• **EXTRACT TO READ**
┌──

As UFC nears the end of its calendar year, there are still so many unanswered questions, especially among two weight classes that some of the promotion’s top fighters call home.
Leon Edwards‘ fifth-round KO vs. Kamaru Usman at UFC 278 in August was a major shake-up for the welterweight division. What direction do Edwards and the UFC matchmakers want to go? What’s the plan for the other stars at 170?
There’s also plenty of intrigue at heavyweight. Following Francis Ngannou’s title defense in January, the division has been held up as the champ works to recover following knee surgery. But, how does that affect the rest of the division? What options does UFC have in the meantime?
MMA experts Brett Okamoto, Marc Raimondi and Jeff Wagenheim look ahead to the storylines that intrigue them the most, including the ongoing saga that is the welterweight division.
Ongoing drama in the welterweight division
The UFC’s featherweight division is still my favorite weight class, as far as the action inside of the Octagon. In terms of storylines for the immediate future — my favorite division has to be welterweight.
The UFC is keen on booking Edwards vs. Usman III in the U.K. There are already discussions underway to make that happen. It’s amazing when you think about how much Edwards was overlooked and avoided in this weight class over recent years. Now, it all runs through him: the belt, Usman’s legacy (it will certainly look different if he loses to the same opponent twice) and all of the money fights at welterweight. Not long ago, guys like Colby Covington and Jorge Masvidal wanted nothing to do with Edwards. That has changed now.
Speaking of Covington and Masvidal, what will shake out with those two by the start of 2023? Covington has been silent since he beat Masvidal in a five-round grudge match and Masvidal allegedly assaulted him outside a Miami restaurant. A criminal case stemming from that incident is still winding its way through court. Will we see some settlement or progress toward a trial before the end of the year? Everyone knows these two are a big part of the UFC’s plans at 170 pounds. The UFC had interest in booking Masvidal against Gilbert Burns, but will Masvidal accept that fight, or sit and wait in the hopes of Edwards retaining the title and possibly getting a title fight? Where does Covington fit into it all?
In addition to that, you’ve got Khamzat Chimaev. The UFC hasn’t tipped its hands on whether or not it wants Chimaev to compete at welterweight again, following his weight miss for a main event bout against Nate Diaz. Does the UFC still see Chimaev as a welterweight title challenger, or will it push him toward a permanent move to middleweight? Chimaev is probably the most talented, fastest-rising welterweight contender the division has ever seen, but will this even be his division moving forward?

└──

Records from a data collection
┌──

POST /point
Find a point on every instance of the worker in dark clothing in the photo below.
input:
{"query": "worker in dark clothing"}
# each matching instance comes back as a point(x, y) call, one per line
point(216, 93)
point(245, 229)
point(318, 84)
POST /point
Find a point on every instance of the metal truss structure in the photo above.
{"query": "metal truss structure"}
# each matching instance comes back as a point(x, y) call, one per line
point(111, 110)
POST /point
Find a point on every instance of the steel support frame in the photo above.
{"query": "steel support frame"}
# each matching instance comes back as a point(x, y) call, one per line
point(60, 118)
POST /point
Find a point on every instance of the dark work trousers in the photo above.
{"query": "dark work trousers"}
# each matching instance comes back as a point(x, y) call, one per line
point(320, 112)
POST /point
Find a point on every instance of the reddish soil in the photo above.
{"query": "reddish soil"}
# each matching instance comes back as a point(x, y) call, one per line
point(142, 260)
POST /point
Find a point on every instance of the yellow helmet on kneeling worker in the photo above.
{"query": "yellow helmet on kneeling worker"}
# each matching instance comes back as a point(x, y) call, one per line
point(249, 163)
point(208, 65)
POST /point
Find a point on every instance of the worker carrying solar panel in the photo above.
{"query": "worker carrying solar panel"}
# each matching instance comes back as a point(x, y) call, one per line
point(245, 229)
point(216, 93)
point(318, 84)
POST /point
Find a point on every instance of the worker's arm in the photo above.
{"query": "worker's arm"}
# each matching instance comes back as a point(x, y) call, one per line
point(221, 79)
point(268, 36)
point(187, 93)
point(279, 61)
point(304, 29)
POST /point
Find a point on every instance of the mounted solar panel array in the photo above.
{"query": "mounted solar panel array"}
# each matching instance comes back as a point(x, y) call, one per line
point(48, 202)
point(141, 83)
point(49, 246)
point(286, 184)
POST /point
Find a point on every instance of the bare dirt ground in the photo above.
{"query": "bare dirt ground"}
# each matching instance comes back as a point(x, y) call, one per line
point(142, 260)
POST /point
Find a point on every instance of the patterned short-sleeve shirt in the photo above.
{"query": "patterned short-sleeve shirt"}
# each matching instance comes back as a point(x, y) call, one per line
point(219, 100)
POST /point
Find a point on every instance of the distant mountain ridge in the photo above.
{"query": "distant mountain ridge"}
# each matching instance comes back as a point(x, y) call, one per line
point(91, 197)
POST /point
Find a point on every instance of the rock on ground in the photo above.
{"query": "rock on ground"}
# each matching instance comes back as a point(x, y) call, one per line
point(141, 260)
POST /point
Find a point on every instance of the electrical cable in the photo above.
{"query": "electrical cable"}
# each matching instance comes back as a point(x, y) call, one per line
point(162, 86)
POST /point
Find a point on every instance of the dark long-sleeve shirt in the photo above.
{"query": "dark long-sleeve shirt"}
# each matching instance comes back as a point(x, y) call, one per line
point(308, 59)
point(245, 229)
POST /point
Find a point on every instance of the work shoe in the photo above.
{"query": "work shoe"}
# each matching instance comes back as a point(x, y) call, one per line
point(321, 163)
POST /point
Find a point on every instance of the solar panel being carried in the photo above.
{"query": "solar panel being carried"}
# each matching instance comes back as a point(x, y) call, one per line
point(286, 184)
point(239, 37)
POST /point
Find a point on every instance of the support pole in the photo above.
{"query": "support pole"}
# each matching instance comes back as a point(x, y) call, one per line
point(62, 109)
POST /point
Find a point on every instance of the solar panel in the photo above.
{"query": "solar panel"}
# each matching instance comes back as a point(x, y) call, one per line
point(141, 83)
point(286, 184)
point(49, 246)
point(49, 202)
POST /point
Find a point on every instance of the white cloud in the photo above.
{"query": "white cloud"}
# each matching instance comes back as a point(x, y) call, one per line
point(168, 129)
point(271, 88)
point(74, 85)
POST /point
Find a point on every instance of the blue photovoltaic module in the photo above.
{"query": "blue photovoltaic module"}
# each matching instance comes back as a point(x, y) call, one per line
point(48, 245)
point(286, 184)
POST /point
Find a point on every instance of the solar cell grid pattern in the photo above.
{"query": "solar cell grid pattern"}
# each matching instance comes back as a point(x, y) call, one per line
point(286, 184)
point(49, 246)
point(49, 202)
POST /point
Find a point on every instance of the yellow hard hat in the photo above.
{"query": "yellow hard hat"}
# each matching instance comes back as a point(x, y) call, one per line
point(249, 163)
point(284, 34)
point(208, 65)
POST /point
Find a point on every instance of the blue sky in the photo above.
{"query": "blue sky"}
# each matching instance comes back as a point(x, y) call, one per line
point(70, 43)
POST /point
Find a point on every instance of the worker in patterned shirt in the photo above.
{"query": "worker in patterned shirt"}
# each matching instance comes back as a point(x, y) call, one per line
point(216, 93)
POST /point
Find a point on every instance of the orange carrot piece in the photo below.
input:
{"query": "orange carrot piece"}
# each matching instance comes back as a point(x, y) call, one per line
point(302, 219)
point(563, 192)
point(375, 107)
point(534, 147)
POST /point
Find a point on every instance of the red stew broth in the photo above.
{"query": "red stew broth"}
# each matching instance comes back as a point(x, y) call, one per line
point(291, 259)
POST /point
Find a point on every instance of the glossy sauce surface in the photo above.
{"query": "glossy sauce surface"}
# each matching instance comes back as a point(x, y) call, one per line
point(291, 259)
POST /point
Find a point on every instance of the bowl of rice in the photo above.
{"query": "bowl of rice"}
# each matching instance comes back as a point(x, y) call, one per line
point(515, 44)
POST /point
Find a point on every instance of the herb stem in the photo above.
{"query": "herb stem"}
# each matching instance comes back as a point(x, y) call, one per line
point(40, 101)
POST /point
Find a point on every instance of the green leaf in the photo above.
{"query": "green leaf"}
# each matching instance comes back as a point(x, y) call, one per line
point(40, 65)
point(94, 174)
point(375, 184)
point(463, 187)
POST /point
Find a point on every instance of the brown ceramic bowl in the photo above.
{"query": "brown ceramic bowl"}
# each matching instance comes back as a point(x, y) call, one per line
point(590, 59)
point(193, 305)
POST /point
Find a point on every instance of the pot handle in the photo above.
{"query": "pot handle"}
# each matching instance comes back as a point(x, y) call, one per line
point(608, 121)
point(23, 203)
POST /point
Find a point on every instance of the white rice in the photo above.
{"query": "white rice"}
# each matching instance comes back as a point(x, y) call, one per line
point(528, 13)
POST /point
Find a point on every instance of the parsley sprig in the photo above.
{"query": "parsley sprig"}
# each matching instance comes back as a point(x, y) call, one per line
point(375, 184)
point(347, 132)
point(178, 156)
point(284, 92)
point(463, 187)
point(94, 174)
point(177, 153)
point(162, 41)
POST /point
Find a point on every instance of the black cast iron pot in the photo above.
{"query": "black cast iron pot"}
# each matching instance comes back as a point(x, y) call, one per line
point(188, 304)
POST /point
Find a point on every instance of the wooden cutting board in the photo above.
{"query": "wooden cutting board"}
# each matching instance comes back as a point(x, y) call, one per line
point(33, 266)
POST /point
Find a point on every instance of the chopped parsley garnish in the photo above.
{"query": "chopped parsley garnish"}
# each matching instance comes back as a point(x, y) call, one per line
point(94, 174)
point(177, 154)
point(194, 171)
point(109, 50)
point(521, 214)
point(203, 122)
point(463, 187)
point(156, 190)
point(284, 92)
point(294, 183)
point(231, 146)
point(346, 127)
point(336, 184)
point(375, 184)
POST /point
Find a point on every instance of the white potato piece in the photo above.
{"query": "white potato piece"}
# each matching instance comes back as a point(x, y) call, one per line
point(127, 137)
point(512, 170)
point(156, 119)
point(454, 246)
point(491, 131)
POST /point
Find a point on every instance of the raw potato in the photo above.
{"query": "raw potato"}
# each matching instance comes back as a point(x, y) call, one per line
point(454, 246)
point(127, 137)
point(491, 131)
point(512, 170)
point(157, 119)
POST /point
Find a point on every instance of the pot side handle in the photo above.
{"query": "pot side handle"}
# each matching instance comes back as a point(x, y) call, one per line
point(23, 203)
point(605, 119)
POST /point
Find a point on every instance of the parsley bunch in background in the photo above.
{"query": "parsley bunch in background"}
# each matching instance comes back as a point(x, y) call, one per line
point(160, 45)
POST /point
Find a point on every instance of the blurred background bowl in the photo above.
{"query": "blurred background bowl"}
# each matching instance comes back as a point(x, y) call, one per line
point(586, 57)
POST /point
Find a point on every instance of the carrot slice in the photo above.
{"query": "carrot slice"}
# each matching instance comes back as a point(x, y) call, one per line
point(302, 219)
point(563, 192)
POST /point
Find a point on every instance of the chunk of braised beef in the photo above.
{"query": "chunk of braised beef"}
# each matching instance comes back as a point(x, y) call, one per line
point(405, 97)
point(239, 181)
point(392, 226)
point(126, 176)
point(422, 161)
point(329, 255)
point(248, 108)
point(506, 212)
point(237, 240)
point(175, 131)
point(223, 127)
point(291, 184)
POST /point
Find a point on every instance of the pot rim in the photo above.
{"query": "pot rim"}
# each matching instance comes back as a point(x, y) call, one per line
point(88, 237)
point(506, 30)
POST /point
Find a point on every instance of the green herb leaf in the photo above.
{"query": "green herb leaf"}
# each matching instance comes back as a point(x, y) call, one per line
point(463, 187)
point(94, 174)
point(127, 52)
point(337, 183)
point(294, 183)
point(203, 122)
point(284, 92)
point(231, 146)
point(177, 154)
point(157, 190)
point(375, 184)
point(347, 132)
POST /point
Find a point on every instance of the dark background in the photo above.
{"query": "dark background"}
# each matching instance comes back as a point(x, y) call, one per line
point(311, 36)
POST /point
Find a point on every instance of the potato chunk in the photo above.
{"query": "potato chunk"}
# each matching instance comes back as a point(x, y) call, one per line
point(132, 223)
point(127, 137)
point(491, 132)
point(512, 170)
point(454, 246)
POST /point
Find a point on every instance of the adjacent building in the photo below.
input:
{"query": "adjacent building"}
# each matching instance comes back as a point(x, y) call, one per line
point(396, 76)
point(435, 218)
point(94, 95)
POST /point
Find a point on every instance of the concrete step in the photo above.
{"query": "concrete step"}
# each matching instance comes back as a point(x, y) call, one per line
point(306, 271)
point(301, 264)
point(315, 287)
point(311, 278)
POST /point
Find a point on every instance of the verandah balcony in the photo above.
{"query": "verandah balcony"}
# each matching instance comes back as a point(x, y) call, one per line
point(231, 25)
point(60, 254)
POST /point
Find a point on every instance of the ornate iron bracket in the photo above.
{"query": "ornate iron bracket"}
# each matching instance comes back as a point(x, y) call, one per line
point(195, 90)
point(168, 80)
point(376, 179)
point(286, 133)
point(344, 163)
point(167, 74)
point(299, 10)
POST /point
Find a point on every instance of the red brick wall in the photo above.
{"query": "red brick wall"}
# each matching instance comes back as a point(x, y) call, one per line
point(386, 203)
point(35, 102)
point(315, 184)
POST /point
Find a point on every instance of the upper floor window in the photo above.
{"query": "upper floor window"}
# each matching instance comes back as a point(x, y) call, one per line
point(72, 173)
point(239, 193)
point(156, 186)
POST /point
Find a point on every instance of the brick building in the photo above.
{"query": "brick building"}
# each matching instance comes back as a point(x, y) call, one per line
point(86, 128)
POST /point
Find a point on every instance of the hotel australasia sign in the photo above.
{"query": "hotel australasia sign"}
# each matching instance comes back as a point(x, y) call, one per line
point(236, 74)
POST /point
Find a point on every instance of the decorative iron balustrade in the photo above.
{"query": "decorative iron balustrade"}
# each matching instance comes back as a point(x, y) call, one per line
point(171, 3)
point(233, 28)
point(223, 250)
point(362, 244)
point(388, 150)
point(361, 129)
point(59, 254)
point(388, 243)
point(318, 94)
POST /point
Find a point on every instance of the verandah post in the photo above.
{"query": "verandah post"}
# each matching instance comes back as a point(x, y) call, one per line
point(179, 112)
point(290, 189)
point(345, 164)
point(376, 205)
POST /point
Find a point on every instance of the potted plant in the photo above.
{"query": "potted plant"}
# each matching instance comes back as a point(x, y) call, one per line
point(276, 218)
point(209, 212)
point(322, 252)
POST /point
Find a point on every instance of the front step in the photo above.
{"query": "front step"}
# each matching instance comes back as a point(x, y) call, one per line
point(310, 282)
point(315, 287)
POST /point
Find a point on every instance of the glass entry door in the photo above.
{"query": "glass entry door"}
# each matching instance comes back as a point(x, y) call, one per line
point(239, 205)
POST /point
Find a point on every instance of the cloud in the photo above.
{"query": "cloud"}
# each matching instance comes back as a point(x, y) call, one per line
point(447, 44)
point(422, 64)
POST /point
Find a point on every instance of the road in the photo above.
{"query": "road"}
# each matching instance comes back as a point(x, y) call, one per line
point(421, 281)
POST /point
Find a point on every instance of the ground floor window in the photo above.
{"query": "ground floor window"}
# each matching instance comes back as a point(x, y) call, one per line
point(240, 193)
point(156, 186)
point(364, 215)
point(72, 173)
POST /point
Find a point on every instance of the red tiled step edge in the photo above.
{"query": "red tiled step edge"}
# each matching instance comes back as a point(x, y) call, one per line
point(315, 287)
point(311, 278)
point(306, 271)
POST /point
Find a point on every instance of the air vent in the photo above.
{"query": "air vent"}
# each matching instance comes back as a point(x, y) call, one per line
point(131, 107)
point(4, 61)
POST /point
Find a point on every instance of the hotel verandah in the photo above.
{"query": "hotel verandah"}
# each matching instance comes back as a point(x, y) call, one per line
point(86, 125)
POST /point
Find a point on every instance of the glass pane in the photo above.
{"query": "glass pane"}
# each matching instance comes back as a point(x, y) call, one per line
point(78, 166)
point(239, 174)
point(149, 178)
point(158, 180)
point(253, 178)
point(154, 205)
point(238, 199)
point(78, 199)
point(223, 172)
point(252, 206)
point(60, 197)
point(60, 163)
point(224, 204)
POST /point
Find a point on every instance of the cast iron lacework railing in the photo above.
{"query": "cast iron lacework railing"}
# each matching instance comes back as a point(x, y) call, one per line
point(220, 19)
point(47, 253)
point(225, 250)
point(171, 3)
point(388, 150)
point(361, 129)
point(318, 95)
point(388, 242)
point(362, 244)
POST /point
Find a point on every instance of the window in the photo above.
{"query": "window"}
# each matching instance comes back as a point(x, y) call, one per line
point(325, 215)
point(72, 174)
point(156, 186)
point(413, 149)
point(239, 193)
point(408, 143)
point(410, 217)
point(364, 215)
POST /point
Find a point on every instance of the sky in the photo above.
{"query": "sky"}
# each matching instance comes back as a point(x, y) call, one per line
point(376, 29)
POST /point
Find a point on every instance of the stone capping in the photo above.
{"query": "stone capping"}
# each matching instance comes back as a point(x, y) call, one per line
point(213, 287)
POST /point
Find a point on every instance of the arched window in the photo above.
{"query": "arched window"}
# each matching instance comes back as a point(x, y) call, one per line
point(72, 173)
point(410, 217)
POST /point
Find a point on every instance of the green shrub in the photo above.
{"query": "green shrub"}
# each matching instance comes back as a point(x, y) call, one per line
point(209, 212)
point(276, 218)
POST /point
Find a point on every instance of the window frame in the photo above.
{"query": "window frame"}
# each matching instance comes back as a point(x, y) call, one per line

└──

• **USING THE INFORMATION**
- 1) Answer these questions on the UFC preview:
(a) At which event, and in which round, did Leon Edwards knock out Kamaru Usman?
(b) What is the heavyweight champion recovering from?
(c) Against whom did the UFC have interest in booking Jorge Masvidal?
- 2) Quote the UFC preview word for word, starting at "Ongoing drama in" and ending at "to be welterweight.".
- 3) Write the next part of the UFC preview, picking up after its last sentence.
The records have no connection to the UFC preview.

• **EXPECTED RESULTS**
- 1)
(a) At UFC 278, in the fifth round.
(b) Knee surgery.
(c) Gilbert Burns.

- 2)
Ongoing drama in the welterweight division
The UFC’s featherweight division is still my favorite weight class, as far as the action inside of the Octagon. In terms of storylines for the immediate future — my favorite division has to be welterweight.

- 3)
This is the marquee division for the UFC right now. The storylines and names involved don’t get much bigger, and that’s reflected in the company’s efforts to get Edwards-Usman III into the U.K., potentially even in a stadium. — Okamoto
What’s happening with the UFC heavyweight title?
As we go into the final months of the UFC calendar year, the elephant in the room is the heavyweight title picture. What exactly is going on here? Francis Ngannou successfully defended his belt in January over former teammate Ciryl Gane in an emotional battle. Ngannou, known for his big punching power, had to outwrestle and outgrapple the crafty Gane due to Ngannou’s blown-out right knee. Ngannou somehow won a decision — a testament to his will and evolving game — and then he had surgery to repair the bad knee in March.
That was six months ago, and the heavyweight title hierarchy has been in a holding pattern since then. Many expected an interim belt to be put on the line, and a fight for that reward between Jon Jones and Stipe Miocic was discussed with a potential target date in July. That still has not come to fruition. Jones is the best light heavyweight of all time; Miocic is the best UFC heavyweight of all time. The matchup sells itself, plus it would be Jones’ debut at heavyweight and his first fight since February 2020.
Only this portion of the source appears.